Dataset entries:
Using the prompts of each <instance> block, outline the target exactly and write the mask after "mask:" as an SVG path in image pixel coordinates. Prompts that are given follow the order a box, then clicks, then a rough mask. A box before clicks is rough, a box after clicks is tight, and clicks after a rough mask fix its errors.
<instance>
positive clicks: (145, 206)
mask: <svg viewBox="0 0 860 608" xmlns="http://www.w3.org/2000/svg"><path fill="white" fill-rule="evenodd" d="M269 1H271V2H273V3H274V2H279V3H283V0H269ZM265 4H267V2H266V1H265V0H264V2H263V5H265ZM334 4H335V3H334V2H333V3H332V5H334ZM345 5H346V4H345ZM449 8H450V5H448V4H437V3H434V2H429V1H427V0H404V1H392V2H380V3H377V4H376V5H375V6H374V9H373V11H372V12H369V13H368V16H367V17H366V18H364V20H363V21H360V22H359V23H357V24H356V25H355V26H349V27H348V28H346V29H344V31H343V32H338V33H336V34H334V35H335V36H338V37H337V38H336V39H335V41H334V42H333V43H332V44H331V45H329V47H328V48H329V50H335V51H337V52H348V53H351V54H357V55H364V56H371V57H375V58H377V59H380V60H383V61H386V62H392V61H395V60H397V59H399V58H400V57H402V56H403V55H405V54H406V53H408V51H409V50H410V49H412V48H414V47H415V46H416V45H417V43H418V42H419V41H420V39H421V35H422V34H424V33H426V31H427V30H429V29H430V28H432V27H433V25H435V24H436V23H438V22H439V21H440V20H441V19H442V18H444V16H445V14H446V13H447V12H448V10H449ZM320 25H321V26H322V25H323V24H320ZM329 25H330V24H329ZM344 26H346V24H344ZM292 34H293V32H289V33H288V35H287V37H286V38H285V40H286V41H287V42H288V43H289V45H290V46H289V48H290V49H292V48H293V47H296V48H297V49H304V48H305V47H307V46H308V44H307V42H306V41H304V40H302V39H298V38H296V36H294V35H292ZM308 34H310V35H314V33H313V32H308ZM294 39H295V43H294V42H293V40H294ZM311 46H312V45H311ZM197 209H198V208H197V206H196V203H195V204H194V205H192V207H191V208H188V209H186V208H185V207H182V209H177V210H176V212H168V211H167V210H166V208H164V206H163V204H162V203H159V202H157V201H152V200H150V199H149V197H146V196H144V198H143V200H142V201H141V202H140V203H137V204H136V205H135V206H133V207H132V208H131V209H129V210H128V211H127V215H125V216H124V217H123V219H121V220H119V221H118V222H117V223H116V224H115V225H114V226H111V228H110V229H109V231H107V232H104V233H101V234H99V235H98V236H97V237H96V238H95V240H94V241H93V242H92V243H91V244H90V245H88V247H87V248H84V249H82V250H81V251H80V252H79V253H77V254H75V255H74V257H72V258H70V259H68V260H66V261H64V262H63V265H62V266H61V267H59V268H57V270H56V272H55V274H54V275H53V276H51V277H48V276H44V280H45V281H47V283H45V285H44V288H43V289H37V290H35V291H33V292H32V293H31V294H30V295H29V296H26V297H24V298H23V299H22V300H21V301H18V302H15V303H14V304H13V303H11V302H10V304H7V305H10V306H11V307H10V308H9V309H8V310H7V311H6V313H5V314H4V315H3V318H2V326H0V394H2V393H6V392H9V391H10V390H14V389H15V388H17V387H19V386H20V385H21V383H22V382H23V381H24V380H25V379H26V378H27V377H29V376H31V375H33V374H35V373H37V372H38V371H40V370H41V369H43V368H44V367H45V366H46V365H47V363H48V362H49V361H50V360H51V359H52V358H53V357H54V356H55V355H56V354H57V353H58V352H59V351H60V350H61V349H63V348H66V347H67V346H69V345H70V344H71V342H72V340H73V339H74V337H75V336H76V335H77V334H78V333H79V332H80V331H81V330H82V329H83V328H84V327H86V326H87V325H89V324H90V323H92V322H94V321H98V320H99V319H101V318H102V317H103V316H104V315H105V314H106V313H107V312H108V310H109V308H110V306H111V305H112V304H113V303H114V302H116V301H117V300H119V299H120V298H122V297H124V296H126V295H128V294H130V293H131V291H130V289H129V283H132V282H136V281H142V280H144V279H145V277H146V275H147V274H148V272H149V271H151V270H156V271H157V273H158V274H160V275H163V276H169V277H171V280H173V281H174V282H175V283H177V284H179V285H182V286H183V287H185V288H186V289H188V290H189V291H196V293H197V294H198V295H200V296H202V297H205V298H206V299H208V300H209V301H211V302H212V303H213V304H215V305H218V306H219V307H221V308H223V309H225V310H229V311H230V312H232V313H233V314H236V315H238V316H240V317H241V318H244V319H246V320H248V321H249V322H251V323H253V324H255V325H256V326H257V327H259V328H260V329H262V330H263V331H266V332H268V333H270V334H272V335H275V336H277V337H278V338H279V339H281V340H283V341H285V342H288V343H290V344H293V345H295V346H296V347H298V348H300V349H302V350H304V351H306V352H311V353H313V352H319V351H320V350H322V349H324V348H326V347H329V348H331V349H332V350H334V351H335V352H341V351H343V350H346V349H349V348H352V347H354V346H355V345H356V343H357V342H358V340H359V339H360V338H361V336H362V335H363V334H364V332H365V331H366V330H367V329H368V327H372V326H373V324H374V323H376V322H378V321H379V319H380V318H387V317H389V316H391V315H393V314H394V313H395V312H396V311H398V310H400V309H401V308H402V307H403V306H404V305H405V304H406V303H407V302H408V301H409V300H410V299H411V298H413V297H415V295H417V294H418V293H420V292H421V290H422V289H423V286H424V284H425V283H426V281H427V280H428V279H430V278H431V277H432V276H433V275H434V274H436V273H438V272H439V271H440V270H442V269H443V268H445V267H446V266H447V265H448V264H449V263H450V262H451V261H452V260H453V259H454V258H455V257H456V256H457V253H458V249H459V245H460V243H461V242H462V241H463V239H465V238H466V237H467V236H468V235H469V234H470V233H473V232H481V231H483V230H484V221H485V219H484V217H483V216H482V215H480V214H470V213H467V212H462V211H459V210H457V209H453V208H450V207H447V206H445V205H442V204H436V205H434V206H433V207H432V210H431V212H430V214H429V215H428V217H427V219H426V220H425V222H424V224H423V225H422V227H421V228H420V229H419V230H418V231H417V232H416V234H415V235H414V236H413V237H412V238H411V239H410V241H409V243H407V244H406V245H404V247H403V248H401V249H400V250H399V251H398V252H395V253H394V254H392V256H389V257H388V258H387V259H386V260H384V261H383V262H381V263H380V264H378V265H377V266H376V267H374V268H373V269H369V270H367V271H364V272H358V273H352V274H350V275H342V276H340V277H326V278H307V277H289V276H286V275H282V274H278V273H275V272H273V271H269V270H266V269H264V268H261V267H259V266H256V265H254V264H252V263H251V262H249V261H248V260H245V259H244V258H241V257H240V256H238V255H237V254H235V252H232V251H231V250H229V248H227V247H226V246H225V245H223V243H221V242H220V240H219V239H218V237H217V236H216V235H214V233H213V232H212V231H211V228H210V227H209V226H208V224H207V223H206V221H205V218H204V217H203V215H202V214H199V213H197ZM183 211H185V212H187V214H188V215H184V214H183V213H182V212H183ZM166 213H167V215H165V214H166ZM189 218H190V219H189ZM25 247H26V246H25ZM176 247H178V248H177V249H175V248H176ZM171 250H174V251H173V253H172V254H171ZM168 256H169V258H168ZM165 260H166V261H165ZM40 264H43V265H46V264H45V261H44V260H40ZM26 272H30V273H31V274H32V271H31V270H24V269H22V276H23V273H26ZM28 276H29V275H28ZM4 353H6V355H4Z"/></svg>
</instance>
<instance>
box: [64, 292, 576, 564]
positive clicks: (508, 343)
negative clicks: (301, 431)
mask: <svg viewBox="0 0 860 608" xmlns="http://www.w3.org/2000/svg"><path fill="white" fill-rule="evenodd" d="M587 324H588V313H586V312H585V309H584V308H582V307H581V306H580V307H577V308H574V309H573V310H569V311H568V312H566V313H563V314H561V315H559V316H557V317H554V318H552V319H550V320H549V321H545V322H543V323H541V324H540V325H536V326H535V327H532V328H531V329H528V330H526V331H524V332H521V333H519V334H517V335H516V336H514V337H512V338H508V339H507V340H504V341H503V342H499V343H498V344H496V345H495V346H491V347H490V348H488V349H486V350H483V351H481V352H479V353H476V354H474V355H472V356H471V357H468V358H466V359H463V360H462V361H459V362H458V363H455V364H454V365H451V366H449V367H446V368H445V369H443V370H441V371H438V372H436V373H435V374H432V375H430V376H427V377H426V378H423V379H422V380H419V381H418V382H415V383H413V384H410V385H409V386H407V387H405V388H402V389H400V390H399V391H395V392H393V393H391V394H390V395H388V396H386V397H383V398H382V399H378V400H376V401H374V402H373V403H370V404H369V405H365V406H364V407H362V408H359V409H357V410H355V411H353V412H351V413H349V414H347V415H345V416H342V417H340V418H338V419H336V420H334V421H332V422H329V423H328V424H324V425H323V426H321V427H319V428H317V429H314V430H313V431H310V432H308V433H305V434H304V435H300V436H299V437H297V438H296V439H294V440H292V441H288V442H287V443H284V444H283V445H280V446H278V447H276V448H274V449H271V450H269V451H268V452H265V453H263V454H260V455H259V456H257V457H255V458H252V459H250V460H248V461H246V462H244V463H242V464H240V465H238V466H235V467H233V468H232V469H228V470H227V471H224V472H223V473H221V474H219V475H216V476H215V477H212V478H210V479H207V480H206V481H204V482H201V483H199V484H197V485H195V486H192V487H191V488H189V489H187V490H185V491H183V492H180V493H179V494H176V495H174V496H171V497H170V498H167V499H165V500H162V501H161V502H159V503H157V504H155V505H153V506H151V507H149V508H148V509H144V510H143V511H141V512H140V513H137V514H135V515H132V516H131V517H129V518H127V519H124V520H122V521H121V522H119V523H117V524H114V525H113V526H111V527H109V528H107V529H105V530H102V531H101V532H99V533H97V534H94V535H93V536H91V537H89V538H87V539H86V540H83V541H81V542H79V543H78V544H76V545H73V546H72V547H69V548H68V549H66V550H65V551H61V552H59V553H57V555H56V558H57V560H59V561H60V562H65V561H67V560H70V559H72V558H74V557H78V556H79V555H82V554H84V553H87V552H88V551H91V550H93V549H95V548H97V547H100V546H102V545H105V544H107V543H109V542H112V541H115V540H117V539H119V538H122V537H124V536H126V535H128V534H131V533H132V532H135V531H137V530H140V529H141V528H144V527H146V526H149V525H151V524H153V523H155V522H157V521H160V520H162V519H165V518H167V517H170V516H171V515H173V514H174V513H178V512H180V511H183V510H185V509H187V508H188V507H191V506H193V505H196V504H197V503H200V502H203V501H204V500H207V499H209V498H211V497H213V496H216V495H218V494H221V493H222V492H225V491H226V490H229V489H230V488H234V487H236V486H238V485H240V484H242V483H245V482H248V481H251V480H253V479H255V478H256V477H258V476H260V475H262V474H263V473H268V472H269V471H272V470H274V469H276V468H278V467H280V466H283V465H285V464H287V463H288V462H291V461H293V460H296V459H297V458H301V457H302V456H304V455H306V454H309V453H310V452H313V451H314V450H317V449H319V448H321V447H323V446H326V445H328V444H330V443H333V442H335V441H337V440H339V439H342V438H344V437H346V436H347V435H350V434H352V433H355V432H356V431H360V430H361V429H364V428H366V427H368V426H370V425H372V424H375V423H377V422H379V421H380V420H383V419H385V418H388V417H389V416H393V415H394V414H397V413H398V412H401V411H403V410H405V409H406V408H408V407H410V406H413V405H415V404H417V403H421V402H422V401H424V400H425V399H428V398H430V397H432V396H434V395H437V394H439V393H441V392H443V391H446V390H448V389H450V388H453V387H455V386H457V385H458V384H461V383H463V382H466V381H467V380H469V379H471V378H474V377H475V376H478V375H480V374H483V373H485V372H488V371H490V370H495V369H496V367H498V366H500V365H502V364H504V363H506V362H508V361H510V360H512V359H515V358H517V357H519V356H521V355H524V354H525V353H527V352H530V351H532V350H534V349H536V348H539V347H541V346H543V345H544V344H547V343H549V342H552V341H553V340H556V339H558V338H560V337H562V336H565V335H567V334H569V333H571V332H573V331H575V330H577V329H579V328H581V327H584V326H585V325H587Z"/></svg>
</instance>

### WHAT TO WORK ON
Go through the records and pull out each line that includes the word "clicks".

### SOLUTION
Using the prompts of each <instance> block, outline the target exactly and write the mask after "mask:" as an SVG path in image pixel coordinates. Prompts that are given follow the order a box, then clicks, then a rough mask. A box before clicks is rough, a box after clicks is tight, and clicks after a rough mask fix its errors.
positive clicks: (145, 206)
positive clicks: (508, 343)
negative clicks: (301, 431)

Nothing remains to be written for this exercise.